## WHAT YOU HAVE TO DO:
Output all of the entries exactly as written.

## DATA SUPPLIED:
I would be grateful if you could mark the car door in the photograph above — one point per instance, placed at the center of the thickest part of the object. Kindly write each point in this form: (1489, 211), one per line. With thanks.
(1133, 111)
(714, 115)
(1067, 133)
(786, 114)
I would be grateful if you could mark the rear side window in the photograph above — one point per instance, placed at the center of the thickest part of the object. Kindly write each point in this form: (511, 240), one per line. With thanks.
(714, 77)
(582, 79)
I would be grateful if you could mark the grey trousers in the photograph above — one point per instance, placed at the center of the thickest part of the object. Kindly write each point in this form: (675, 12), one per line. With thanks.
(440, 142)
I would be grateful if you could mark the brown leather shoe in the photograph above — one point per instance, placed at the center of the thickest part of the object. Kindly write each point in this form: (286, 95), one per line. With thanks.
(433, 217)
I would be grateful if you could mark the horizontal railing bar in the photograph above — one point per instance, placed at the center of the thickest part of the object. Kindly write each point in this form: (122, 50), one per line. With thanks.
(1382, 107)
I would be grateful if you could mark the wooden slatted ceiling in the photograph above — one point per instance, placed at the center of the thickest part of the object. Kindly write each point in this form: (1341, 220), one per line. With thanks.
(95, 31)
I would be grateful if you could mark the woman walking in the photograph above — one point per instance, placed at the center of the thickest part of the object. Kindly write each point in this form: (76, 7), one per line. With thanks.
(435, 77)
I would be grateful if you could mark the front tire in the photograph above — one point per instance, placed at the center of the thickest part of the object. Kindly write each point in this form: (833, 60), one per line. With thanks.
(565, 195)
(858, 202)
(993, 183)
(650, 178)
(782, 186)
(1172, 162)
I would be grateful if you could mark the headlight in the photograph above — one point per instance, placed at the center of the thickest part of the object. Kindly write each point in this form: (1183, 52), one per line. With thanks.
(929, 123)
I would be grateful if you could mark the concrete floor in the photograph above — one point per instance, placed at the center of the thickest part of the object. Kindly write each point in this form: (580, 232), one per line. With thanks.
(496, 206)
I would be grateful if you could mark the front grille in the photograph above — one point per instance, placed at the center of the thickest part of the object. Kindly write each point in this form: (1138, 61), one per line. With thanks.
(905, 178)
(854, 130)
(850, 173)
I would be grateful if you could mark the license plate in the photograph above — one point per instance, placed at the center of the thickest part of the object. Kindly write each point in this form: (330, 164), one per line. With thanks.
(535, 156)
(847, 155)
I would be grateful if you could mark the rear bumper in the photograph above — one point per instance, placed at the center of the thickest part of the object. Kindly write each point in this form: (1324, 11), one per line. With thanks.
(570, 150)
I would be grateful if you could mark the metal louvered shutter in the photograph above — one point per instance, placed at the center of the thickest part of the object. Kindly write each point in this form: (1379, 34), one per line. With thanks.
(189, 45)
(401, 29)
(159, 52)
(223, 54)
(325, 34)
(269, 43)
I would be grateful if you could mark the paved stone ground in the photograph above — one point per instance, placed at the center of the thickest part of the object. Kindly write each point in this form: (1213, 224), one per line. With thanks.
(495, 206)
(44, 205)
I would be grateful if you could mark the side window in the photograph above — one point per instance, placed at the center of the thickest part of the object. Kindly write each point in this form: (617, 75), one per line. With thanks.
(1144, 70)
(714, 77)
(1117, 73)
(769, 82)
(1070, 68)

## EXERCISE RESULT:
I would be grateful if you could mark the car door in the photograph above — one point per instance, placed at the center of the thickest part of the object. Kindly write each point in this form: (1489, 211), one per line. With thanks.
(1133, 111)
(714, 115)
(1067, 133)
(786, 114)
I would be grateful if you could mark the rear side window in the photograph above — one point per instance, placed at the center of the thickest part of the object. Kindly write each point in this form: (511, 240), one per line. With thanks.
(714, 77)
(582, 79)
I would be grateful if you could mark the grey trousers in the photograph above — one point per instance, placed at the center of the thickest part of the object. Kindly write each point in this form: (675, 12), one per line. With thanks.
(440, 142)
I would be grateful if you could mark the brown leather shoe in the photograph above — one point per instance, placed at the center of the thickest part of the object. Kindly write each point in this form: (286, 95), one per line. With thanks.
(433, 217)
I would be grateful if you could mark the horizontal railing bar in the photograph above — one point per instance, placed at the center of the thickest part of the object. Kindly write each point in this form: (122, 50), one per line. With thanks.
(1382, 107)
I would be grateful if you could mark the wooden slatted ceiling in the photograph above — one point per instance, placed at the center of the thickest part of the object. Kindly write each point in this form: (1341, 220), one per line. With thanks.
(95, 31)
I would be grateful if you could mark the woman walking in the photograph above — one point per instance, placed at the center of the thickest part of the object. Kindly write each point in this form: (76, 7), one per line. With thanks.
(435, 77)
I would be grateful if you could mark the front tire in the photograph above — one point per instance, placed at the center of the thickest part of the object. Kindly write each point in this form: (833, 60), one per line. With thanks.
(565, 195)
(858, 202)
(993, 183)
(650, 178)
(782, 186)
(1172, 162)
I would be grateful if you could mark the headlight in the photograph above — one point per instance, placed at the center of the thickest part of the object. Kindly write each point in this form: (1183, 52), one per line. With thanks.
(929, 123)
I would be grateful if you could mark the concrete floor in the photograph above — one point per instance, placed at the center of the thickest part of the object. Kindly write each point in this form: (580, 232), one per line. With thanks.
(496, 206)
I would be grateful if you could mark the front grille in the photograph above — one point per instance, placed at the center of the thickest part of the object. Kindly write each point in this form: (1138, 61), one per line. With thanks.
(905, 178)
(854, 130)
(850, 173)
I would be grateful if you could mark the license plate in the photograph above — one point per instance, placed at the center of the thickest part of the object. Kindly write each point in this form: (330, 164), one per line. With thanks.
(535, 156)
(847, 155)
I would be grateful if you could mark the rear bumper in the photograph above — one point per instance, placed at the center of the thickest part of the object. Kindly write each point in this form: (1324, 11), one per line. With thanks.
(570, 150)
I would be grateful if you could mark the metal louvered shutter in the photograph above — one point per instance, placed at the center of the thickest part of the object. Kindly write each point in this form: (1379, 34), one per line. With thanks.
(189, 45)
(401, 29)
(159, 52)
(223, 54)
(325, 34)
(269, 43)
I would be grateful if you could mark the paved stone ground in the photograph above — one point per instance, placed at the center of the thickest part of the object. Kindly write each point in this form: (1213, 224), one per line. With thanks.
(495, 206)
(44, 205)
I would be grateful if you could mark the side window in the photograph above — one point per instance, placed at the center of the thickest part of the object. Kindly write each point in this form: (617, 75), one per line. With thanks.
(1144, 70)
(714, 77)
(1117, 73)
(769, 82)
(1070, 68)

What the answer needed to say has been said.